### Information supplied
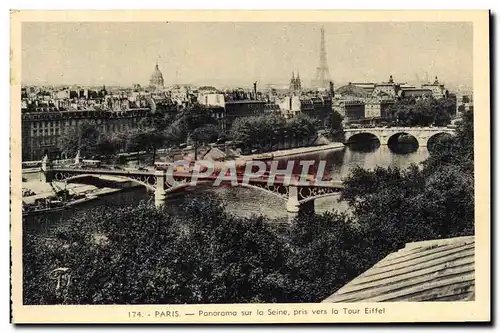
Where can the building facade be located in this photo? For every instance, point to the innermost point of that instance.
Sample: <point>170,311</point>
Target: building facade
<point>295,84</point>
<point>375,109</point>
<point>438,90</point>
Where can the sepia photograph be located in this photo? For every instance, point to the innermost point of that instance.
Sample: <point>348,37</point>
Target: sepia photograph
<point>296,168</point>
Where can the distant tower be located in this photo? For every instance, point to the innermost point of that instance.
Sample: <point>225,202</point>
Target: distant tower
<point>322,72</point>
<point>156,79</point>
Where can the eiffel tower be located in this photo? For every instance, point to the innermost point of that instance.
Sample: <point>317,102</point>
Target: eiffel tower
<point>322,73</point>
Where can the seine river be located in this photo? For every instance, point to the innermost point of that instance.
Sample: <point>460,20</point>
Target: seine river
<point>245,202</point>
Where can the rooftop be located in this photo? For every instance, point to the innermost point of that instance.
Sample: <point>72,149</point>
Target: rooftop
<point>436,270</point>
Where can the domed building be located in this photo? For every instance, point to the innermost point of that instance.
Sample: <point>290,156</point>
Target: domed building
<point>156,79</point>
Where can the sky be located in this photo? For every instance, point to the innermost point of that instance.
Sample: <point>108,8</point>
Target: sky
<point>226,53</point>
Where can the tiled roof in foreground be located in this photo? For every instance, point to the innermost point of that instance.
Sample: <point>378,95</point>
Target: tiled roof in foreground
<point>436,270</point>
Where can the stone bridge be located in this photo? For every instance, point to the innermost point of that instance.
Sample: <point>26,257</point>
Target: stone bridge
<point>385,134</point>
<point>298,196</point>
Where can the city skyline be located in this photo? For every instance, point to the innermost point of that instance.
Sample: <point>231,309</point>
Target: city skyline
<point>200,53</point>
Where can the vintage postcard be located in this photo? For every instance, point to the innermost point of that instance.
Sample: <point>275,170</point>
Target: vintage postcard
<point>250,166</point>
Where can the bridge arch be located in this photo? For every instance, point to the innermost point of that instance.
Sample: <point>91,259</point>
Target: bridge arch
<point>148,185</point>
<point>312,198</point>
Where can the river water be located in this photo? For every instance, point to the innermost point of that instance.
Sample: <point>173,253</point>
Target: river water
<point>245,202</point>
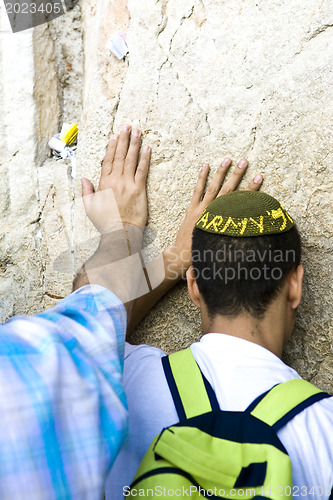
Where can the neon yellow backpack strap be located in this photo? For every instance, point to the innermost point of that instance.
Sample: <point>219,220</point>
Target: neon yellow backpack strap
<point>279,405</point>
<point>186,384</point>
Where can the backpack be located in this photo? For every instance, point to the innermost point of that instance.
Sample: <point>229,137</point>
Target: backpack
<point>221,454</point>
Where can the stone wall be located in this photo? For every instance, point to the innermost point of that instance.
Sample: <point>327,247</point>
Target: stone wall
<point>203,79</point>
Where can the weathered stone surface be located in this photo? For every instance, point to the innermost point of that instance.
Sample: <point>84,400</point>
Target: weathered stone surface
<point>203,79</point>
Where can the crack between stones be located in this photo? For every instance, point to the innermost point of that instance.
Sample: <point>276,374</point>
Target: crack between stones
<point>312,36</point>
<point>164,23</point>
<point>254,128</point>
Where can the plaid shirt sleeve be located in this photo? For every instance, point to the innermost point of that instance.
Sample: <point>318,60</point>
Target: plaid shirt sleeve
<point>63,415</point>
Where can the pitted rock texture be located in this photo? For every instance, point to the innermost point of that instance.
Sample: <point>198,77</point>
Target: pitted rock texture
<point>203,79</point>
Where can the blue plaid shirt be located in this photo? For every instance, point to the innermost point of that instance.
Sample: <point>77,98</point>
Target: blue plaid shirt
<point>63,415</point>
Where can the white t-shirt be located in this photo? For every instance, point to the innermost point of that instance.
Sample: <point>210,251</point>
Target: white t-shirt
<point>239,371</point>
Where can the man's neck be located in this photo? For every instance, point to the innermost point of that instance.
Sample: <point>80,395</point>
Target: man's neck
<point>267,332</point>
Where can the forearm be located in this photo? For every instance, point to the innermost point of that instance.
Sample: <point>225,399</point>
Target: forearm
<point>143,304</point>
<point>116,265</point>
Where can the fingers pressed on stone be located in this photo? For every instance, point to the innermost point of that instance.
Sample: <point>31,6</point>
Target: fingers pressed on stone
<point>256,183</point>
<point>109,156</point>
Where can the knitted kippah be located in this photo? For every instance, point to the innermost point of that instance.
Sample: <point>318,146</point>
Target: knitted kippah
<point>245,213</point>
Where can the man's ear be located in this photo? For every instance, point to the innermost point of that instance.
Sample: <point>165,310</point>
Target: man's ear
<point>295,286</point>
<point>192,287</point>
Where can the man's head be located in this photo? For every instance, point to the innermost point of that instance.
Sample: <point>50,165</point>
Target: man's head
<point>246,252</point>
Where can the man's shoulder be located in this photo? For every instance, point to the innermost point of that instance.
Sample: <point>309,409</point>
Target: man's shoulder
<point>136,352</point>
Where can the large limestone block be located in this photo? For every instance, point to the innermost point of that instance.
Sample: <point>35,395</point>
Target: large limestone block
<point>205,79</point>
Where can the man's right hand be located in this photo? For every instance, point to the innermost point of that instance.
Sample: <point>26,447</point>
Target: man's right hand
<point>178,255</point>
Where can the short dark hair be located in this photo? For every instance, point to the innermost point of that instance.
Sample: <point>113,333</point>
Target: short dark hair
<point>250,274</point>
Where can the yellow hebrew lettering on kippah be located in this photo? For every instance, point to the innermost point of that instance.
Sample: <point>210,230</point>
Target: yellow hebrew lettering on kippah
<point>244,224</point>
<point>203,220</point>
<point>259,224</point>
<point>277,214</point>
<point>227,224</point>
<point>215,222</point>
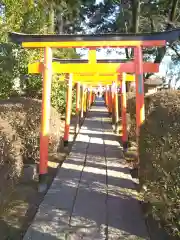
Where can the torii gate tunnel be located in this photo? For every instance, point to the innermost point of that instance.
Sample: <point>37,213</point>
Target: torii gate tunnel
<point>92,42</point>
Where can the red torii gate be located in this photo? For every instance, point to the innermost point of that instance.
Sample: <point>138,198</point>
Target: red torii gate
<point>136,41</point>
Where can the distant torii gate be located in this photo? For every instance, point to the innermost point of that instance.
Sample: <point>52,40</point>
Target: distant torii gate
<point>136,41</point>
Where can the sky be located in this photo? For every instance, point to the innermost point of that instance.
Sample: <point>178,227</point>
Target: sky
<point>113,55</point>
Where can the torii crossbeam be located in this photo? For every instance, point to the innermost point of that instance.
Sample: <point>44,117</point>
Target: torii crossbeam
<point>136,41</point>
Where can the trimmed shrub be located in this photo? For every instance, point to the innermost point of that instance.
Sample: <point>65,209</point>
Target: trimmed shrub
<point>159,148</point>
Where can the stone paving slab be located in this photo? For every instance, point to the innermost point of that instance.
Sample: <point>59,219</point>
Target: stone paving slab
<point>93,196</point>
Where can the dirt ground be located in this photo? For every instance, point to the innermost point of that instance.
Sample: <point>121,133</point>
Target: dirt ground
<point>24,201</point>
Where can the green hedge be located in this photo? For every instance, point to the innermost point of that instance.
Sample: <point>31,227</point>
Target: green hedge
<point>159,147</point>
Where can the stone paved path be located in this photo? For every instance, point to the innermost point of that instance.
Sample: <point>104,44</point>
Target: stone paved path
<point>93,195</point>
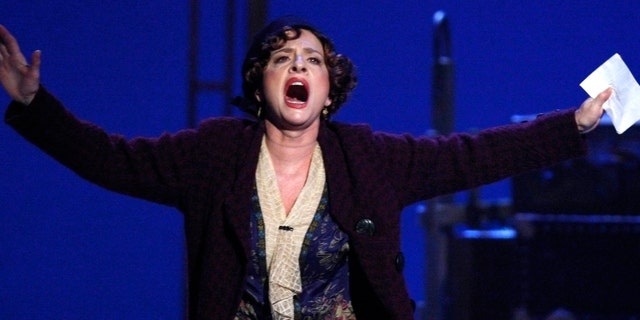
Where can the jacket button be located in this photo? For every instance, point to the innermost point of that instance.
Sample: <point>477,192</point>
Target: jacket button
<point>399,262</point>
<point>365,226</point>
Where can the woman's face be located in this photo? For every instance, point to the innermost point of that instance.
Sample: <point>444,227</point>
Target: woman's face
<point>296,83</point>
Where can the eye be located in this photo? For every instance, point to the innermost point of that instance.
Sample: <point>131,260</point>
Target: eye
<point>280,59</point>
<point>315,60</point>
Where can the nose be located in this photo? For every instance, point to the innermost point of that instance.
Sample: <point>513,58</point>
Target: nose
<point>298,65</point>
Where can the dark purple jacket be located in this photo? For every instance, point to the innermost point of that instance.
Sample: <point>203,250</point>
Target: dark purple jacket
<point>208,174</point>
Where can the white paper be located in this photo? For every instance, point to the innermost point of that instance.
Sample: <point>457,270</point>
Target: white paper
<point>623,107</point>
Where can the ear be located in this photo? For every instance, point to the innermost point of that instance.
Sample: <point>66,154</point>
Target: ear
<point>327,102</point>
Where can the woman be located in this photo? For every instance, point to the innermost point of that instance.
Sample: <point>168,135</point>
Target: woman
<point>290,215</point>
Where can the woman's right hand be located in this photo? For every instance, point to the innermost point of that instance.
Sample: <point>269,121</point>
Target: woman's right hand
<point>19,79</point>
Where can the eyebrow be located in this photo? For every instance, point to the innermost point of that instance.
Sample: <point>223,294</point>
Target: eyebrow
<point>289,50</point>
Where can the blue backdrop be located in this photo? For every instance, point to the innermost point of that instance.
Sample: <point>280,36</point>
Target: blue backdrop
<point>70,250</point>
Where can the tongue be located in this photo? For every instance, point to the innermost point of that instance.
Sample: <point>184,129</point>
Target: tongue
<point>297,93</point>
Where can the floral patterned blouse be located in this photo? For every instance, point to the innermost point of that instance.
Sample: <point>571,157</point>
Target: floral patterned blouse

### Short problem
Reproduce, word for word, the part of the records that opens with the line containing "Where can the weathered" and closes with the line containing "<point>254,128</point>", including both of those lines.

### Answer for this exercise
Where can the weathered stone surface be located in this photo? For every instance, point to the innermost point of that instance.
Sample: <point>84,400</point>
Target: weathered stone surface
<point>203,79</point>
Where can the crack between stones be located in this photo? For every instance, point to the innermost point of that instance.
Sample: <point>276,374</point>
Target: crack between stones
<point>312,36</point>
<point>164,23</point>
<point>254,128</point>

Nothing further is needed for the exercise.